**YOUR OBJECTIVE:**
Copy out each line of the items below that contains the word "locate".

**EXTRACTED ENTRIES:**
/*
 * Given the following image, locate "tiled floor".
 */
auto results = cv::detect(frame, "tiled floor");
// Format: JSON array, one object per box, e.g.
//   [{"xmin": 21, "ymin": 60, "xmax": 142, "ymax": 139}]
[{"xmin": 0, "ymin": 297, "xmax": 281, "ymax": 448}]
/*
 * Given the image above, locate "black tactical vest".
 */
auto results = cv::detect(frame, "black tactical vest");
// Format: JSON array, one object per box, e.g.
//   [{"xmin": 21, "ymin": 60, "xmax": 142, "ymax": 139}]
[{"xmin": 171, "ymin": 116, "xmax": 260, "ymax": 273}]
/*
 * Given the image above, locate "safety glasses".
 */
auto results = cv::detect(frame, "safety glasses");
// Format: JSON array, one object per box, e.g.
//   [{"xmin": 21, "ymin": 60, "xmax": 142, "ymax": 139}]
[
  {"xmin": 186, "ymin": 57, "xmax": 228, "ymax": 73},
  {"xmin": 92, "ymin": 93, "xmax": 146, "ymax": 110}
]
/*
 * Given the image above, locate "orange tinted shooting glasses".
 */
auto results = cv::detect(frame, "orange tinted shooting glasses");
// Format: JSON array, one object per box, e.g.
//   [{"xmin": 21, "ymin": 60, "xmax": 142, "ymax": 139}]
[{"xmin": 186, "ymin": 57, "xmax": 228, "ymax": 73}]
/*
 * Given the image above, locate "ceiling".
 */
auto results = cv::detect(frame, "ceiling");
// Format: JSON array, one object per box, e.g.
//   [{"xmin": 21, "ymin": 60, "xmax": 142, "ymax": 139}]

**WRITTEN RESPONSE:**
 * Given the following image, locate "tiled floor".
 * Given the image above, locate "black tactical vest".
 * Given the image above, locate "safety glasses".
 * Given the image above, locate "orange tinted shooting glasses".
 * Given the image above, locate "ceiling".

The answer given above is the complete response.